• _Excerpted passage_:
He started writing poetry when he was seven years old and published his first collection, Beyond the Palisades, when he was only seventeen.

Biography

Biography Timeline

1936

In 1936, when Baxter was ten, the family moved to Wanganui where he and his brother attended St Johns Hill School, and the following year they moved to England and attended Sibford School in the Cotswolds. Both schools were Quaker schools and boarding schools. In 1938 the family returned to New Zealand. Baxter said of his early life that he felt a gap between himself and other people, “increased considerably by the fact that I was born in New Zealand, and grew up there till I was nine, and then attended an English boarding school for a couple of years, and came back to New Zealand at thirteen, in the first flush of puberty, quite out of touch with my childhood companions and uncertain whether I was an Englishman or a New Zealander”.

1940

In 1940, Baxter began attending King’s High School, Dunedin, where he was bullied, because of his differences to other students (in personality, voice and background), his lack of interest in team sports and his family’s pacifism. His older brother, Terence, was a conscientious objector like their father and was detained in military camps between 1941 and 1945 for his refusal to fight in World War II. Between 1942 and 1946, Baxter drafted around 600 poems, saying later in life that his experiences as a teenager were painful but “created a gap in which the poems were able to grow”.

1943

In 1943, Baxter’s final year of high school, he wrote to a friend that he was considering becoming a lawyer, but was “not decided on it”: “If I should find it possible to live by writing I would gladly do so. Yet many men have thought they could, and found it an illusion.”

1944

In March 1944, at age seventeen, Baxter enrolled at the University of Otago. That same year, he published his first collection of poetry, Beyond the Palisade, to much critical acclaim. Allen Curnow selected six poems from the collection for 1945 collection A Book of New Zealand Verse 1923–1945, and described Baxter’s poems as “a new occurrence in New Zealand: strong in impulse and confident in invention, with qualities of youth in verse which we have lacked”. In this year, Baxter also won the Macmillan Brown Prize for his poem “Convoys”. The prize was coincidentally named after his Scottish maternal grandfather, John Macmillan Brown.

• _Data shown_:
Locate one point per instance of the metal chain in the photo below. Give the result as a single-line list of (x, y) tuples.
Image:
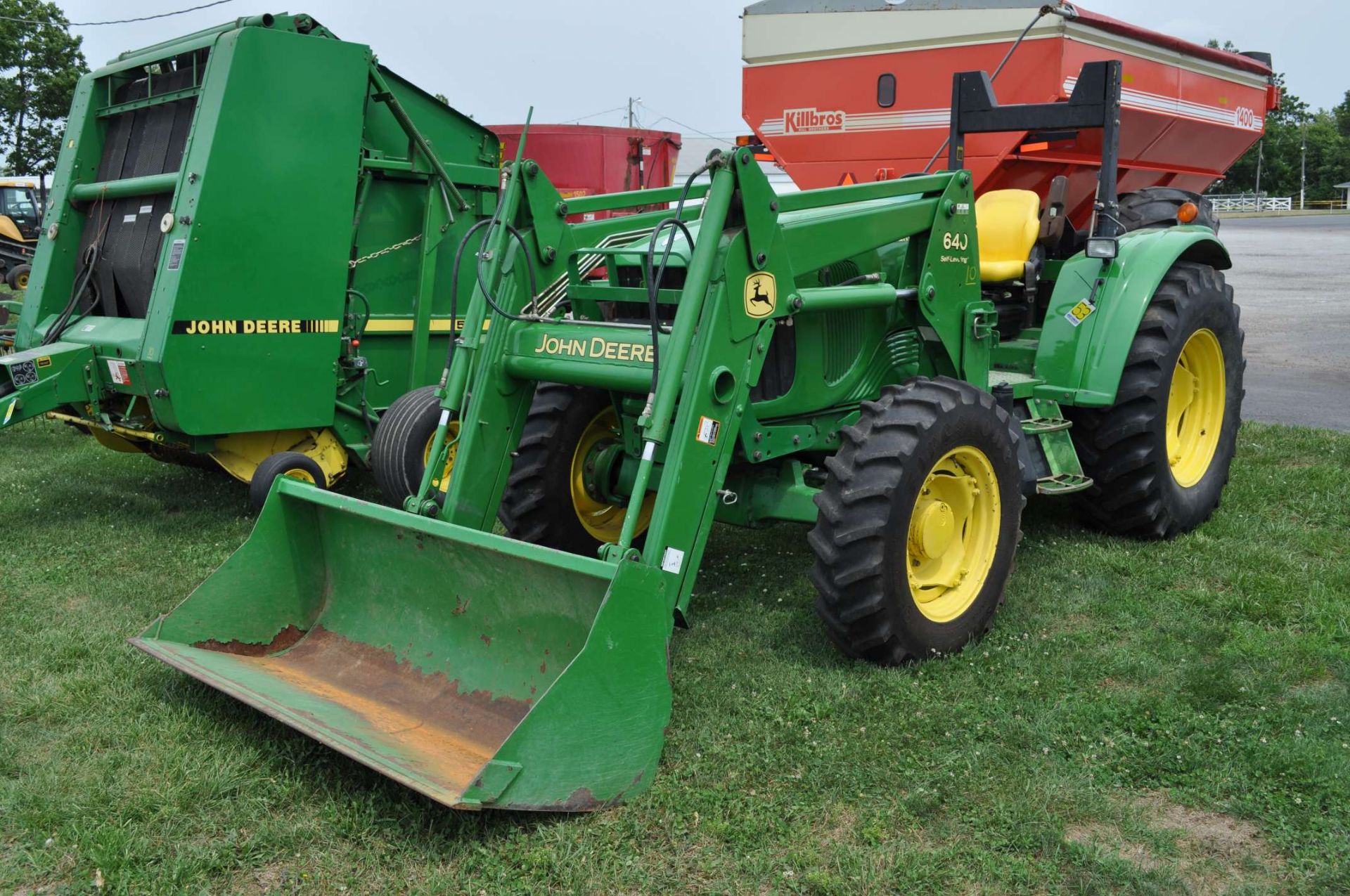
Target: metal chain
[(385, 252)]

• _Explore the material_:
A – Return the passage of the Baxter biography starting at "In March 1944, at" and ending at "John Macmillan Brown.".
B – According to the Baxter biography, is each of these statements true? For each one, answer yes or no and quote the words from the biography that settle it. (i) Baxter's brother Terence was held in military camps during World War II. (ii) Baxter enrolled at the University of Otago in 1943. (iii) The two schools Baxter attended after the 1936 move were both Quaker boarding schools.
The material that comes after the biography excerpt is a separate item.

• _Exercise answers_:
A –
In March 1944, at age seventeen, Baxter enrolled at the University of Otago. That same year, he published his first collection of poetry, Beyond the Palisade, to much critical acclaim. Allen Curnow selected six poems from the collection for 1945 collection A Book of New Zealand Verse 1923–1945, and described Baxter’s poems as “a new occurrence in New Zealand: strong in impulse and confident in invention, with qualities of youth in verse which we have lacked”. In this year, Baxter also won the Macmillan Brown Prize for his poem “Convoys”. The prize was coincidentally named after his Scottish maternal grandfather, John Macmillan Brown.

B –
(i) Yes: "was detained in military camps between 1941 and 1945 for his refusal to fight in World War II."
(ii) No: "In March 1944, at age seventeen, Baxter enrolled at the University of Otago."
(iii) Yes: "Both schools were Quaker schools and boarding schools."